SELECTED EXCERPT:

Another logical gem that is a central feature of modern mathematical analysis is the idea of a well-posed problem, which was introduced by the mathematician Jacques Hadamard. When a new mathematical problem is proposed, the first order of business for mathematicians is to establish that the problem has a solution, that it has only one solution, and that the solution depends in a reasonable way on the data (e.g., if the equation relates voltage to illumination in a light bulb, a tiny increase in voltage should result in only a small increase in illumination).

A problem that has these properties is called "well-posed." When mathematicians establish that a mathematical problem is well-posed, they are ensuring that it is a reasonable question to ask before they try to answer it. Investigators in many other fields would be well advised to adopt such careful epistemological habits. Unfortunately, there is no philosophical introduction to this topic.

MODERN ISSUES

The popular current view is that mathematics has passed through a series of logical or epistemological crises that have done it severe damage. For a history of these "crises" (e.g. the invention of non-euclidean geometry and the discovery of the set-theoretic paradoxes), and a thorough survey of the issues in modern mathematical philosophy, see Morris Kline's Mathematics: The Loss of Certainty. Kline was a mathematician; this book accurately reflects the sort of attitude that one encounters among practitioners, and it is well documented with pertinent mathematics.

To determine whether there are flaws in the foundations of a subject, one must first answer the more basic epistemological question of what constitutes a proper foundation. The Objectivist position that all knowledge must be grounded in perception, and grasped and organized conceptually, has played virtually no role in the historical development of the philosophy of mathematics. The primary task of an Objectivist approach is to ground mathematics objectively. An important secondary task is to explain how other epistemological presuppositions have brought about the sense of crisis and doubt that has characterized the field.

Stephan Korner's The Philosophy of Mathematics, an Introductory Essay, is a less historically and mathematically detailed treatment than Kline's, but it is more philosophically sophisticated. Korner dedicates two chapters apiece—one expository and one critical—to each of the three main modern schools of thought on mathematical philosophy: the formalists, the logicists, and the intuitionists. Korner's presentation is clear, concise and unbiased.

LOGICISM

The logicist school, whose central figures are Bertrand Russell and Gottlob Frege, had as its purpose to "reduce mathematics to logic." Russell's Introduction to Mathematical Philosophy is a nontechnical introduction to the logicist program. The logicist conception of logic is radically different from the Objectivist, or more generally, the Aristotelian conception of logic; and it is a view of logic presupposed in most modern mathematical philosophy. Russell's Introduction is an exceptionally clear exposition of this conception of logic and its application to mathematics. It is valuable as a guide to the premises that an objective approach to the foundations of mathematics will have to challenge.

Object position labeling entries:

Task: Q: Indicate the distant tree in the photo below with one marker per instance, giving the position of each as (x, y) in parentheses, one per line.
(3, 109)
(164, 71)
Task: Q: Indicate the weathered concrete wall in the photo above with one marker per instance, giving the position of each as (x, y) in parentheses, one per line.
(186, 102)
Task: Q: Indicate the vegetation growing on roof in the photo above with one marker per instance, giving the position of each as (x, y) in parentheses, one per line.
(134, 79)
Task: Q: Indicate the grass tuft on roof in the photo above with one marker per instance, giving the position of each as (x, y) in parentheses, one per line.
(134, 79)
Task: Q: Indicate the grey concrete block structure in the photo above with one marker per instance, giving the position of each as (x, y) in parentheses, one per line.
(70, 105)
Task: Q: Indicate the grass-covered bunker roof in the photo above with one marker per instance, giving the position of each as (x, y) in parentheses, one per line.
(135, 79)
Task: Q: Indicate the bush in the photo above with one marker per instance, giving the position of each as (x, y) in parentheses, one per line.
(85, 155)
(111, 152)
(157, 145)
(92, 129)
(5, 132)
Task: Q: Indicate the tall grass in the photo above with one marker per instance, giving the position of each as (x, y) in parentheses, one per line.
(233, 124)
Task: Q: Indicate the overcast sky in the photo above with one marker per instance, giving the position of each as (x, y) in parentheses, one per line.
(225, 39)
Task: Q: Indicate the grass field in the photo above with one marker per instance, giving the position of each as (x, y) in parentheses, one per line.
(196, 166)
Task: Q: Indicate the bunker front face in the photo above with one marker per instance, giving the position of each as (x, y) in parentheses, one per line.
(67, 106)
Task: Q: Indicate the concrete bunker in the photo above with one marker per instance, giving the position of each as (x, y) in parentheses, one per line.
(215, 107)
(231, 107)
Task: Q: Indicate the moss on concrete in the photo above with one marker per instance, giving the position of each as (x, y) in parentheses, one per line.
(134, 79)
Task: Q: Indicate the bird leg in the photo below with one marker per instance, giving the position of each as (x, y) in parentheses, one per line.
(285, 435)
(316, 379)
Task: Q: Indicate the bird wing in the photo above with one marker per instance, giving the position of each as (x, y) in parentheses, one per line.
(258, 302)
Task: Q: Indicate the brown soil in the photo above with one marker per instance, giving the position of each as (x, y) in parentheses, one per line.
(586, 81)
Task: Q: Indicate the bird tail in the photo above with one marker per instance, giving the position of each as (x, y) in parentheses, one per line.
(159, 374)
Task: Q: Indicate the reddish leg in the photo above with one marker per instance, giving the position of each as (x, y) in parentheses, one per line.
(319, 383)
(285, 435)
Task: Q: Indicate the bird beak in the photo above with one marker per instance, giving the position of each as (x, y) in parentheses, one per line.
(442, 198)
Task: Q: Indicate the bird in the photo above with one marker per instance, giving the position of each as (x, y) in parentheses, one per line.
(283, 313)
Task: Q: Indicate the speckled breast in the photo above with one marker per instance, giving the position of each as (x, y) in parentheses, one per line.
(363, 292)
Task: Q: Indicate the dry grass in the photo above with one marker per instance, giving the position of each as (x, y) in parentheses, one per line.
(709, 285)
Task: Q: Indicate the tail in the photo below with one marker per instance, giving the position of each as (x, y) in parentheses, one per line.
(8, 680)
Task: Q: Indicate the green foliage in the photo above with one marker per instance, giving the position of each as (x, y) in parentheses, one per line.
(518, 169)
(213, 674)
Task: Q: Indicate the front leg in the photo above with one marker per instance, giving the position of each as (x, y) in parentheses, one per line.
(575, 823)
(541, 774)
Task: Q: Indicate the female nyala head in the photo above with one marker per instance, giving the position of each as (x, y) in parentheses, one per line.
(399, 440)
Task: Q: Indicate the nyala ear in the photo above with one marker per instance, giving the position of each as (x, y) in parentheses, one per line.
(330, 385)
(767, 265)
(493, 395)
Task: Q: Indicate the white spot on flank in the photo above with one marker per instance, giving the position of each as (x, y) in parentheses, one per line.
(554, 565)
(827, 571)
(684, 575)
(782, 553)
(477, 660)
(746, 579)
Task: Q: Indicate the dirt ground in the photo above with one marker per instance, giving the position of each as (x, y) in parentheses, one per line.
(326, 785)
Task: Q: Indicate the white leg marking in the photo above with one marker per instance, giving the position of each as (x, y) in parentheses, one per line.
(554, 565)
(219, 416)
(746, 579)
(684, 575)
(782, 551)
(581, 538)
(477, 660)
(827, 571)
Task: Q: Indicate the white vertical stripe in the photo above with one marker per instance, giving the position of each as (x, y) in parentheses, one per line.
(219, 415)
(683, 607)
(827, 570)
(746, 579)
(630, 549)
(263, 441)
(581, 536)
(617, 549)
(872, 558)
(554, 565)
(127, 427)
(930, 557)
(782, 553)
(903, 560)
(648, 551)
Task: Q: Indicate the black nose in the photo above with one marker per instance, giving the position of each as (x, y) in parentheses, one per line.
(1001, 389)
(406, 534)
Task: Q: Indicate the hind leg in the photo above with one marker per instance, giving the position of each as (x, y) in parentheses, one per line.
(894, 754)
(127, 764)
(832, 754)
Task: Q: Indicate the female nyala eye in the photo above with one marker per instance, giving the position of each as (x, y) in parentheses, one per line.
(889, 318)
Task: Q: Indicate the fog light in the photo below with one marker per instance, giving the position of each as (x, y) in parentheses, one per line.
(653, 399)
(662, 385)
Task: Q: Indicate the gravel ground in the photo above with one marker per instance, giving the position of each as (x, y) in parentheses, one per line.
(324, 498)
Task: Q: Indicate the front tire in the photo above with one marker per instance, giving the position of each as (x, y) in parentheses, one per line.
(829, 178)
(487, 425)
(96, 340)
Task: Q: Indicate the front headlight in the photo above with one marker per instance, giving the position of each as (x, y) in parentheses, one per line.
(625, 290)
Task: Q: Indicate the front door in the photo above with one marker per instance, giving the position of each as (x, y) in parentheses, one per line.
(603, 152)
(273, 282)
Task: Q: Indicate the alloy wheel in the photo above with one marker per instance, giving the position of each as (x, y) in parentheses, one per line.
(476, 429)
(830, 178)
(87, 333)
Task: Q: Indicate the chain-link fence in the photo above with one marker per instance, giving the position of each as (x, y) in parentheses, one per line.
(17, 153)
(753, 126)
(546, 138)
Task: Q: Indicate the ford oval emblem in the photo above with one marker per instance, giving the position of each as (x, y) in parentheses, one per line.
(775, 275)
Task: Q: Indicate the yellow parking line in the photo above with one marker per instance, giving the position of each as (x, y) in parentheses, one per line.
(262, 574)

PROBLEM SET:
• A. Sum up the passage on the philosophy of mathematics in two sentences.
• B. Rewrite the rows from the line containing "Task: Q: Indicate the ford" through the end of the rows, substituting "logo" for "oval emblem" and leaving everything else unchanged.

SOLUTIONS BY TASK:
• A. The passage describes Jacques Hadamard's idea of a well-posed problem: a problem that has a solution, has only one solution, and has a solution that depends in a reasonable way on the data. It also says an Objectivist approach must first ground mathematics objectively, and it recommends books by Kline, Korner, and Russell on modern mathematical philosophy, including Russell's clear introduction to the logicist program.

• B.
Task: Q: Indicate the ford logo in the photo above with one marker per instance, giving the position of each as (x, y) in parentheses, one per line.
(775, 275)
Task: Q: Indicate the yellow parking line in the photo above with one marker per instance, giving the position of each as (x, y) in parentheses, one per line.
(262, 574)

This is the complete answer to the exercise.